In this National Transportation Safety Board handout, NTSB investigators examine damage to the CFM International 56-7B turbofan engine belonging to Southwest Airlines Flight 1380 that separated during a flight, resulting in a female passenger's death. (Credit: Keith Holloway/National Transportation Safety Board via Getty Images)

Southwest Airlines said a fatal accident in April cost the airline $100 million worth of business.

The Dallas-based carrier reported a strong second-quarter profit Thursday, but it noted that the company is still feeling the effects from the Flight 1380 accident that left one passenger dead after she was partially blown out of a plane’s window.

“I am especially proud of the heroic efforts of our people to address and overcome the challenges resulting from the accident,” CEO Gary Kelly said in a statement.

He added that the financial effects of the April 17 accident will subside in the third quarter, with revenue for each seat flown increasing 1%. It had slid 3% following the incident.

Southwest said in June that it expected the accident to have a major impact on its bookings because it had pulled advertising. But the airline said that current bookings are expected to recover and be a “significant improvement” over its second quarter.

Similar to other air carriers, the rising cost of fuel is also hurting Southwest. It said it will slow expansion plans and capacity. However, it will still move forward with its expansion into Hawaii and begin selling tickets later this year.

Southwest’s stock is down 20% this year.

◆ **Request A**
Format each line of the entries below as a Markdown table with the columns Row and Line, skipping blank lines and leaving out the pictures.
The article and the entries are unrelated to each other.

◆ **Data for this exercise**

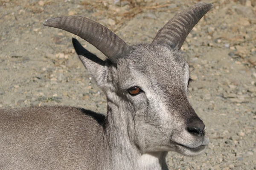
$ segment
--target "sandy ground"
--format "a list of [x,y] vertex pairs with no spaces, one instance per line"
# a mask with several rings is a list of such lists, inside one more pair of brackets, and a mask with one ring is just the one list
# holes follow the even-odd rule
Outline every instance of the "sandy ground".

◆ **Request B**
Write out the part of the Southwest Airlines article that begins at the words "The Dallas-based carrier" and stops after "following the incident.".

◆ **Complete answer A**
| Row | Line |
|---|---|
| 1 | $ segment |
| 2 | --target "sandy ground" |
| 3 | --format "a list of [x,y] vertex pairs with no spaces, one instance per line" |
| 4 | # a mask with several rings is a list of such lists, inside one more pair of brackets, and a mask with one ring is just the one list |
| 5 | # holes follow the even-odd rule |
| 6 | Outline every instance of the "sandy ground". |

◆ **Complete answer B**
The Dallas-based carrier reported a strong second-quarter profit Thursday, but it noted that the company is still feeling the effects from the Flight 1380 accident that left one passenger dead after she was partially blown out of a plane’s window.

“I am especially proud of the heroic efforts of our people to address and overcome the challenges resulting from the accident,” CEO Gary Kelly said in a statement.

He added that the financial effects of the April 17 accident will subside in the third quarter, with revenue for each seat flown increasing 1%. It had slid 3% following the incident.